> _REQUIREMENTS_:
Copy the records below line for line, leaving out the pictures.

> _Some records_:
<<<<
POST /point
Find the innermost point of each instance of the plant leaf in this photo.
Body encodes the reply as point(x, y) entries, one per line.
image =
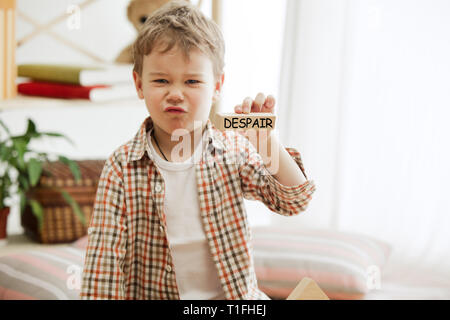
point(74, 205)
point(22, 201)
point(34, 171)
point(38, 212)
point(58, 135)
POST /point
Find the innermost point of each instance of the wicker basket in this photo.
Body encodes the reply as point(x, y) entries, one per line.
point(60, 224)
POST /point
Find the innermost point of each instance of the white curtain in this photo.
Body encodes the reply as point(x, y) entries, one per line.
point(365, 97)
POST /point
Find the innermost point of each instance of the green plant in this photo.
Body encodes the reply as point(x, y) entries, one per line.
point(22, 167)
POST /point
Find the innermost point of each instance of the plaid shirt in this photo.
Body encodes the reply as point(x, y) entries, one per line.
point(128, 254)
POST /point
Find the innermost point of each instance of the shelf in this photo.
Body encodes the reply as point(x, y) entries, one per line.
point(22, 102)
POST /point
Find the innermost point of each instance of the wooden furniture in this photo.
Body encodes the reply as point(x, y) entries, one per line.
point(18, 243)
point(8, 68)
point(307, 289)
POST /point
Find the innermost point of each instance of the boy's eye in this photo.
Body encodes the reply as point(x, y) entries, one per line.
point(160, 81)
>>>>
> _THE RESPONSE_:
POST /point
Find the innermost point of each instance of the plant leaf in this photo.
Body encodes the reply as point(x, y) entries, one per line.
image =
point(74, 205)
point(22, 201)
point(34, 171)
point(38, 212)
point(58, 135)
POST /point
Find the innermost point of each instance of the wicker basket in this photo.
Body encodes the reply as point(x, y) entries, one per line.
point(60, 224)
POST /point
Find the innermost point of each instance of the white curtain in this photo.
Body encodes the reply as point(x, y) entries, one per line.
point(365, 97)
POST /point
Find the innermost point of each instance of the green plant in this photo.
Body encodes the reply as point(x, y) entries, one per line.
point(22, 167)
POST /point
Find the innermost point of each instance of the plaid shirt in this photo.
Body encodes the reply as point(x, y) entries, one per line.
point(128, 254)
POST /point
Find the innermost point of each instance of the shelf in this photo.
Body encodes the reply as point(x, y) entries, one per line.
point(22, 102)
POST /point
Find the innermost point of each instance of the wooden furniture in this photo.
Body encodes the reply as point(x, y) entries, one per line.
point(18, 243)
point(8, 68)
point(307, 289)
POST /point
Find the innermost point of each instance of the boy's eye in this photo.
Body encodes the reply as point(x, y) entries, one per line.
point(160, 81)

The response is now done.